In a capitalist base, your output is your property. you are your property. A capitalist government is given the task to see that its citizens property increases in value _for_all_capitalists_ (ie all citizens, not just bureaucrats, industrry or bank owners). And you can take _your_ property and band together with others, to build bigger things...without risk that your neighbour or owner will come a claim ownership.

This government were quick to jump in straight after the ChCh earthquake. Locked all the business owners out. Completely took over the whole show. Ask Gerry Brownlee.
They took over the ECAN
This government are control freeks except with Awkland.

It is called "policy settings" or in a different context, setting the rules

Should circumstances change and policy settings no longer appropriate, change the settings

Like in most international sports there is an international committee that sets the rules on how the game is played, then you have referees that administer and apply and enforce those rules, then you have players who pay membership fees and join clubs and agree to play by those rules

In Rugby League players know they cannot and should not use spear-tackles or throw-tackles and are not allowed to play the man without the ball. If they do they get sin-binned and rubbed out for a number of games

Don M,

The affordability of housing didn't become a widely recognized issue until 2007 and yet the Prime Minister continues to deny that there is an affordability problem in Auckland. Is it any wonder that nothing is being done to solve the problem when the PM denies that there is even one at all.

Speaking on Firstline this morning, Ms O'Sullivan said investors don't drive up prices because they are "rational" about how much they're prepared to pay, unlike people buying a home to live in.

Read more: http://www.3news.co.nz/politics/desperation-pushing-up-prices-not-invest...

btw, the REINZ thinks that a housing crisis won't be evident until people start camping in tents in the Domain.

""A housing crisis would suggest we had people camping in tents in the Domain. We are thankfully not at this stage, but I do think there is significant pent-up demand for housing in Auckland."

Read more: http://www.3news.co.nz/politics/desperation-pushing-up-prices-not-invest..."
http://www.3news.co.nz/politics/desperation-pushing-up-prices-not-invest...

Speaking on Firstline this morning, Ms O'Sullivan said investors don't drive up prices because they are "rational" about how much they're prepared to pay, unlike people buying a home to live in.

""If the maths doesn't stack up, then they'll stop… where perhaps people who have fallen in love with a property, or who become what we call 'the nutter in the room' because they've been outbid for so many properties, they will go a long way to secure a property," says Ms O'Sullivan.

Read more: http://www.3news.co.nz/politics/desperation-pushing-up-prices-not-invest..."

If this poor excuse for logic is representative of the industry it is no wonder the housing market in Auckland is in such dire straights. First home buyers bidding behaviour reflect rational calculation, because they have to take into account the future not just present affordability of housing. They have to consider future price rises to establish whether its better to buy now or later.

Property investors are concerned primarily with capital gains, not yield which explains why rents are lagging house values. They can arrange interest only credit from the banks, rent it out for awhile, and make a tidy return upon sale.

"The affordability of housing didn't become a widely recognized issue until 2007"

◆ **Recorded data**
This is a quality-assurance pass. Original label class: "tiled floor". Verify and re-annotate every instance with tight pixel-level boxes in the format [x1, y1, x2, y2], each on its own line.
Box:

◆ **Questions**
(a) From the housing discussion, return the stretch from "In Rugby League" through "one at all." word for word.
(b) In the housing discussion, according to the REINZ, what would show that Auckland had a housing crisis?

◆ **Solved tasks**
(a)
In Rugby League players know they cannot and should not use spear-tackles or throw-tackles and are not allowed to play the man without the ball. If they do they get sin-binned and rubbed out for a number of games

Don M,

The affordability of housing didn't become a widely recognized issue until 2007 and yet the Prime Minister continues to deny that there is an affordability problem in Auckland. Is it any wonder that nothing is being done to solve the problem when the PM denies that there is even one at all.

(b) People camping in tents in the Domain.